* Action item
Copy each entry below unchanged; the images do not go in the copy.

[Data excerpts]
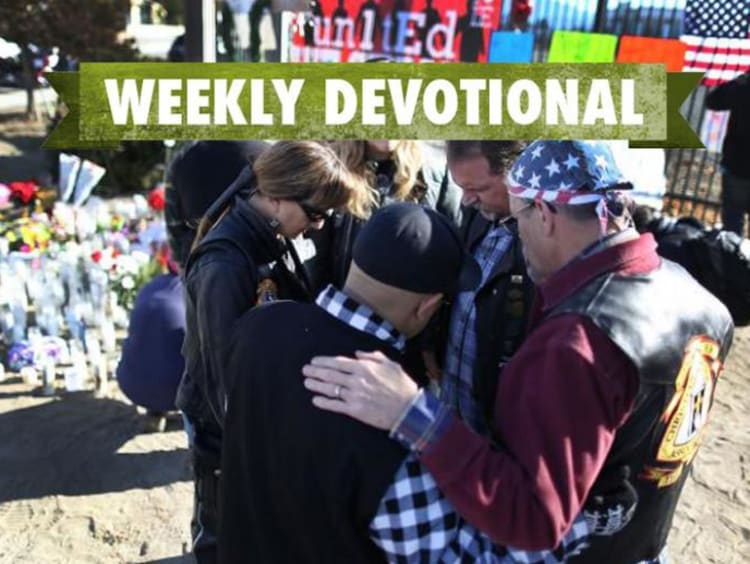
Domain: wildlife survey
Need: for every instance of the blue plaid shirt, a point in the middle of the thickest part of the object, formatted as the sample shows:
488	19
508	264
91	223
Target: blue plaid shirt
461	354
414	521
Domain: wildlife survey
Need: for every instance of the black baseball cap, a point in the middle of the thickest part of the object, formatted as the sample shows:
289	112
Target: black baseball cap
414	248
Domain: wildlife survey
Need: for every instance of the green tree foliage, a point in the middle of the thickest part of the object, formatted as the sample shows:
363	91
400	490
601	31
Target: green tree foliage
88	30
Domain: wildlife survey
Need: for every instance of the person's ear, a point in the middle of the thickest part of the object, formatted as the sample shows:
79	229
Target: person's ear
549	218
428	306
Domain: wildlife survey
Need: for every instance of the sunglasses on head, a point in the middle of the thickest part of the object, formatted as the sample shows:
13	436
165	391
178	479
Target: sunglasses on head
314	214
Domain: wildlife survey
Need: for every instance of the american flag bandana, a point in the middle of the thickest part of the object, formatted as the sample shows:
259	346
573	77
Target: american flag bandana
566	172
717	34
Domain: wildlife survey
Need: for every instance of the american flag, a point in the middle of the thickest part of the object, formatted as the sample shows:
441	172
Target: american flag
717	33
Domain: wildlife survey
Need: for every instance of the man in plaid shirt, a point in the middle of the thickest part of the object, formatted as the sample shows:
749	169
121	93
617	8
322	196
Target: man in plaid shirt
566	420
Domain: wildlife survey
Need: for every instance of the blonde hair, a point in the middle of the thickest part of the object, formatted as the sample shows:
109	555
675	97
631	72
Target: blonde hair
300	171
407	185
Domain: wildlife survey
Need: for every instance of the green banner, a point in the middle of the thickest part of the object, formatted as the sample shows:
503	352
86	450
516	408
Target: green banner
112	102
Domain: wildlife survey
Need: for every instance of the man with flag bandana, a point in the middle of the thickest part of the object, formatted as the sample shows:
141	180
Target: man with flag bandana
618	370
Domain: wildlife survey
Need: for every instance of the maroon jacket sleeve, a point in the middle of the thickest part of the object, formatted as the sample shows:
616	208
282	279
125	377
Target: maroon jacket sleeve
558	405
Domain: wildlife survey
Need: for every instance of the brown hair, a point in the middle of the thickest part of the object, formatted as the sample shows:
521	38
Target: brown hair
300	171
500	155
408	159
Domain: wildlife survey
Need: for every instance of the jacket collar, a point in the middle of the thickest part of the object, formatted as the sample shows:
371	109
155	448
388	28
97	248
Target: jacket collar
630	257
248	229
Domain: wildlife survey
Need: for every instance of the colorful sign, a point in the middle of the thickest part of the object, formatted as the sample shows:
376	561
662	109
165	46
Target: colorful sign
511	47
402	30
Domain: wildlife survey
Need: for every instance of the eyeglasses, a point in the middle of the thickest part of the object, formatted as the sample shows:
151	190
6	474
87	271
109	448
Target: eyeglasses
313	214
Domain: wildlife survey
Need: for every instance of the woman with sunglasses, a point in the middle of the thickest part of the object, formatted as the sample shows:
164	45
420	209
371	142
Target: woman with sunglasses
392	171
242	256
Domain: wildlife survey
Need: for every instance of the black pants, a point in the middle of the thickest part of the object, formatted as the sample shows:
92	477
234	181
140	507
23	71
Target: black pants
207	475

* Written answer
Domain: wildlife survey
Need: for every instance of the blue plaid shirt, a point in the middle of the thickest part of the object, formatted as the sample shows:
488	19
508	264
91	223
Target: blue plaid shirt
461	354
414	521
Domain: wildlife survey
Need: for every instance of the black baseball cap, a point in the middle of the thickest part of the object, formatted as the sample shows:
289	112
Target: black baseball cap
414	248
Domain: wildlife survey
Need: for every instance of the green tree foliage, a point in the middle of the thickest part of the object, formatted as the sample shows:
363	91
400	490
601	31
Target: green tree foliage
88	30
Domain: wildlife survey
Need: for every instance of the person's ear, a point in the middle of the thickest part of the object, formatted as the sample shows:
79	229
Target: person's ear
549	218
428	306
Domain: wildlife survey
Need: for every instance of the sunglasses on head, a point in the middle of the thickest part of the object, formatted as the sample shows:
13	436
165	391
178	479
Target: sunglasses on head
314	214
Domain: wildlife survey
Need: for every instance of the american flag bandana, a point in the middle of the thickest part of the object, formatted as the sample shows:
259	346
573	77
Target: american flag bandana
566	172
717	34
Domain: wildlife survey
Need: for every instance of the american flag, a point in the middle of the thickest part of the object, formatted as the sample shows:
441	172
Target: american flag
717	33
Domain: wildlife survey
Need: for every instance of the man in plaid shirt, a point in the middle of the thickest part of the object, formatted as the sample shows:
749	169
121	93
617	8
322	196
Target: man in plaid shirt
566	420
Domain: wildlife survey
Need: for every instance of the blonde hair, a point in the middle of the thickest part of the object, formatted as the sample shows:
109	555
675	97
631	72
Target: blonde hair
300	171
407	185
Domain: wildlife survey
Need: for every instance of the green banner, a point in the middle of the thickest part of the object, formatted as the sample shows:
503	352
86	450
516	408
Target: green banner
112	102
Domain: wildlife survey
Need: for every instance of the man with flag bandana, a point in the middle of the thickest part of the object, formatted as the sample shows:
141	180
Target: man with flag bandana
618	370
Domain: wildlife survey
Need: for every instance of the maroon jacket sleeve, a point in the middle of the thickest part of the object, formatted as the sample shows:
616	208
282	279
125	377
Target: maroon jacket sleeve
558	405
Domain: wildlife survey
Need: for every instance of the brown hair, a point in the middle of the thickest part of the object, formatted as the sample shows:
521	38
Target: brown hair
300	171
500	155
408	159
Domain: wildlife survey
Need: for every instance of the jacket collar, a point in the middle of the thickest part of the object, formatted as the sample shows:
371	109
155	448
388	28
97	248
Target: jacket collar
630	257
248	229
Domain: wildlife survey
Need: for every instance of the colorful sign, a point in the middle of the thickest part of the object, formatted as the sample shows:
376	561
662	109
165	46
Target: colorful sign
511	47
402	30
Domain: wildlife survey
Need: for every instance of the eyeglasses, a point in the middle of the thickest part of the object, formatted as the sample shows:
151	190
6	474
87	271
109	448
Target: eyeglasses
313	214
Domain: wildlife survey
Need: for every instance of the woman with sunglasses, a point in the middle of the thickest part of the object, formatted as the sample shows:
164	45
420	209
371	142
Target: woman with sunglasses
392	171
242	256
Domain: wildlife survey
Need: for every instance of the black pants, a point in the middle of the thickest part of the object, formatted as the sample shows:
92	477
234	181
140	507
23	71
Target: black pants
207	475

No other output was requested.